## Task objective
Pull out each line of the records below that contains the word "door", copying those lines in full. Case counts.

--- start of The data ---

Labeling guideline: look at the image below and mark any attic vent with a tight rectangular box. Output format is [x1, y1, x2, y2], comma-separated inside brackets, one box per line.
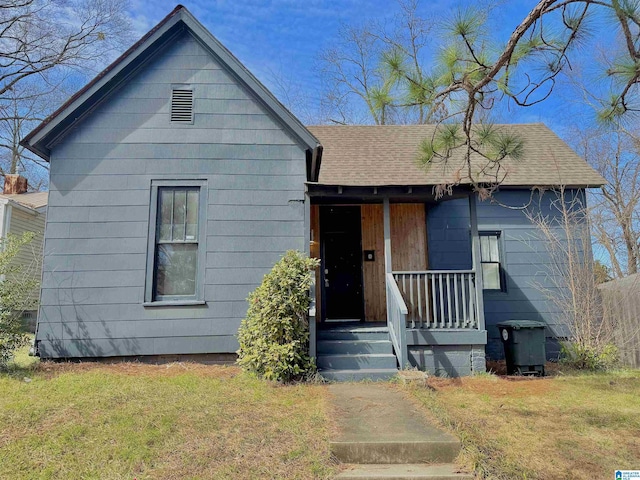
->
[171, 88, 193, 123]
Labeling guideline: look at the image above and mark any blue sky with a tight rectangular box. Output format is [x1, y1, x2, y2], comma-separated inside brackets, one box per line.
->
[125, 0, 600, 133]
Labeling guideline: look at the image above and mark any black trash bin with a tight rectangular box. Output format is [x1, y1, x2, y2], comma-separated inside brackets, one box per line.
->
[498, 320, 546, 376]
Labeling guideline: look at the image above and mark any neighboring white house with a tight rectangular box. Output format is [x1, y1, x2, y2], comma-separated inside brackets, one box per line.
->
[0, 175, 49, 329]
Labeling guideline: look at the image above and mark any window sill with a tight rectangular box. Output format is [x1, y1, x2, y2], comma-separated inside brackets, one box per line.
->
[142, 300, 207, 307]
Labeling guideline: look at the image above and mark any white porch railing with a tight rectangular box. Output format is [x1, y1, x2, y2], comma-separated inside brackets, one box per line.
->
[387, 270, 479, 329]
[386, 273, 409, 369]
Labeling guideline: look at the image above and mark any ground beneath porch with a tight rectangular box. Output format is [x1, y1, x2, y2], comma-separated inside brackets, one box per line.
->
[329, 383, 473, 480]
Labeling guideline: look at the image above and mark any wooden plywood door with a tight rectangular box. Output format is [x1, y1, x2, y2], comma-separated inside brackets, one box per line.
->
[309, 205, 322, 322]
[390, 203, 428, 271]
[361, 204, 387, 322]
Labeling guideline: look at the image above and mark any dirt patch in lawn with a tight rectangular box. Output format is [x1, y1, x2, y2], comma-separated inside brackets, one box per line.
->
[427, 377, 553, 398]
[407, 371, 640, 480]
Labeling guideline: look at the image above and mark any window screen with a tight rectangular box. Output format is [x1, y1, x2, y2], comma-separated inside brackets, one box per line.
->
[479, 232, 504, 290]
[154, 187, 200, 300]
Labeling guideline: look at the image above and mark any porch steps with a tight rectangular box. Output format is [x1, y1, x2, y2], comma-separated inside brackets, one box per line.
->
[316, 322, 398, 382]
[336, 463, 473, 480]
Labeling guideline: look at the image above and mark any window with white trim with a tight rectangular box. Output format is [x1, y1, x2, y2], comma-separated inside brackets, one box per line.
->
[478, 232, 504, 291]
[145, 181, 206, 302]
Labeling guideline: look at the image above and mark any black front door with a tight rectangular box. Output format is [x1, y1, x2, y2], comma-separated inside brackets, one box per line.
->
[320, 206, 364, 320]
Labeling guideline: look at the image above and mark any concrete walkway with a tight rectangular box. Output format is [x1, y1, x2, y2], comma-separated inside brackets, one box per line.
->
[329, 383, 473, 480]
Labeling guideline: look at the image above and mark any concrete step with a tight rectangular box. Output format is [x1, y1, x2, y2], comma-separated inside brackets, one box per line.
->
[320, 368, 398, 382]
[330, 439, 460, 464]
[317, 340, 393, 355]
[336, 464, 473, 480]
[316, 353, 397, 370]
[317, 326, 389, 340]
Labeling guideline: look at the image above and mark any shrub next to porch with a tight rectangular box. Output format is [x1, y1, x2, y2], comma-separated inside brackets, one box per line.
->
[238, 250, 318, 381]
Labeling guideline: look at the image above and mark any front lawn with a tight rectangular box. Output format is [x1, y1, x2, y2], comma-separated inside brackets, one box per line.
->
[0, 350, 334, 480]
[407, 371, 640, 480]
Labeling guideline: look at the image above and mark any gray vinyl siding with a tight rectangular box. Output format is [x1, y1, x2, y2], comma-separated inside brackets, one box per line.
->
[427, 190, 584, 359]
[37, 30, 306, 358]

--- end of The data ---

## Correct output
Labeling guideline: look at the image above and mark any wooden plywood door with a tight rectangular box. Output format is [x1, y1, x2, y2], comma-separated inside brackets, one box per line.
Labeling guideline: look at the image above and mark any black front door with a tight rectangular box. Output format is [x1, y1, x2, y2], comma-separated inside brackets, one box per line.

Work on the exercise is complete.